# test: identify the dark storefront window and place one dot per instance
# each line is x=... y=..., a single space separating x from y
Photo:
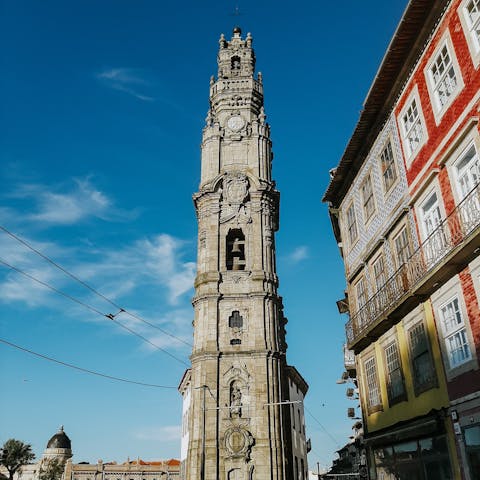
x=472 y=446
x=425 y=459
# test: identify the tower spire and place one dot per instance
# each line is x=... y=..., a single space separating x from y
x=242 y=428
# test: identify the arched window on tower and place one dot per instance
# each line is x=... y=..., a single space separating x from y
x=235 y=250
x=236 y=63
x=235 y=320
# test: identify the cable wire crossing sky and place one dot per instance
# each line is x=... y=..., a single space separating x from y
x=103 y=108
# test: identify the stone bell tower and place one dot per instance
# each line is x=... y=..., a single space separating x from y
x=237 y=413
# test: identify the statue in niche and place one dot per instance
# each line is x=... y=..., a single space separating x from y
x=235 y=400
x=235 y=195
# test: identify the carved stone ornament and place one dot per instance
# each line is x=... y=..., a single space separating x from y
x=239 y=442
x=235 y=193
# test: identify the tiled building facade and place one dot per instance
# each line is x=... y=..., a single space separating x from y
x=405 y=208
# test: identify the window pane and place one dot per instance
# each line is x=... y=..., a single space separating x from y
x=387 y=162
x=472 y=436
x=372 y=383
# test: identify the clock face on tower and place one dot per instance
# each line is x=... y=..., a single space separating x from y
x=235 y=123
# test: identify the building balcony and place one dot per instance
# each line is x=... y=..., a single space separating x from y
x=450 y=247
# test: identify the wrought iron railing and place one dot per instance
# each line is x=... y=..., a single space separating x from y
x=348 y=358
x=448 y=235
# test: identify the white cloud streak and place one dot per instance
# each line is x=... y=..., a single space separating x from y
x=299 y=254
x=125 y=80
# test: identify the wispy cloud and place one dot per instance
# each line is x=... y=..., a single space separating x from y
x=65 y=204
x=300 y=253
x=149 y=268
x=126 y=80
x=159 y=434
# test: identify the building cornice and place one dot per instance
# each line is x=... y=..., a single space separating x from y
x=406 y=47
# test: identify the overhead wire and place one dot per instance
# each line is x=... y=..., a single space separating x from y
x=110 y=316
x=85 y=370
x=89 y=287
x=334 y=440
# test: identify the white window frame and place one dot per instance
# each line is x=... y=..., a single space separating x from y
x=434 y=241
x=403 y=227
x=473 y=40
x=443 y=296
x=373 y=390
x=380 y=257
x=391 y=343
x=368 y=198
x=456 y=331
x=351 y=240
x=439 y=107
x=431 y=219
x=410 y=151
x=388 y=153
x=475 y=160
☆ ☆ ☆ ☆ ☆ ☆ ☆
== WORK REQUIRED ==
Reproduce every row above, changing "place one dot per instance" to "mark each instance with one dot" throughout and leaving every other line untouched. Omit the pictures.

== TASK OUTPUT ==
# test: identify the dark storefront window and mark each instance with one dot
# each line is x=... y=..., a single space separating x from y
Photo:
x=472 y=446
x=425 y=459
# test: identify the tower spire and mark each instance with one dot
# each line is x=... y=..., a single space separating x from y
x=242 y=428
# test: identify the arched window on tower and mark each instance with one dot
# each line is x=... y=..., a single space separating x from y
x=235 y=250
x=236 y=63
x=235 y=320
# test: identify the cable wire crossing sky and mark each instance with one dot
# each line is x=... y=..., a single space separating x from y
x=103 y=108
# test: identify the stone bell tower and mark each instance with one dot
# each line is x=... y=..., a single space separating x from y
x=237 y=413
# test: identify the statue in niche and mark each instance with one dot
# each line is x=... y=..., a single space separating x from y
x=235 y=400
x=235 y=195
# test: identify the carved stone ornament and mark each instance with one dot
# each line is x=... y=..., a single space separating x from y
x=239 y=442
x=235 y=193
# test: identify the tiled building facade and mark each instance with one dot
# each line is x=... y=..., a single space separating x from y
x=405 y=208
# test: identify the window pane and mark each instance with one dot
# each line is x=... y=..., a single space separating x from y
x=387 y=162
x=472 y=436
x=372 y=383
# test: identify the clock face on tower and mark each instance with one dot
# each line is x=... y=..., a single space separating x from y
x=235 y=123
# test: identify the building balcony and mark each instance with one dot
# each line is x=... y=..., a single space separating x from y
x=450 y=247
# test: identify the wrought iron railing and mark each instance with one dot
# each line is x=... y=..., a single space separating x from y
x=348 y=358
x=448 y=235
# test: identify the white cloud streak and mark each instance with one dot
# each line is x=... y=..., a single space separating x from y
x=299 y=254
x=125 y=80
# test: identify the wispy cloud and mark each instance with one dot
# each line is x=... y=..., a single space separating x from y
x=65 y=204
x=300 y=253
x=149 y=268
x=126 y=80
x=159 y=434
# test: identify the building cornice and mark each instance with one dot
# each line is x=... y=..., a single space separating x from y
x=406 y=47
# test: identify the overhead wire and mark each instance with one dot
# each line is x=... y=..., a single space separating x from y
x=110 y=316
x=85 y=370
x=89 y=287
x=334 y=440
# test: identify the white window frame and mark each instance with one dot
# each line is x=... y=..., a single space separating x from y
x=434 y=241
x=403 y=227
x=473 y=40
x=443 y=296
x=373 y=390
x=380 y=257
x=391 y=343
x=368 y=198
x=456 y=331
x=351 y=240
x=439 y=107
x=431 y=219
x=410 y=151
x=388 y=153
x=475 y=160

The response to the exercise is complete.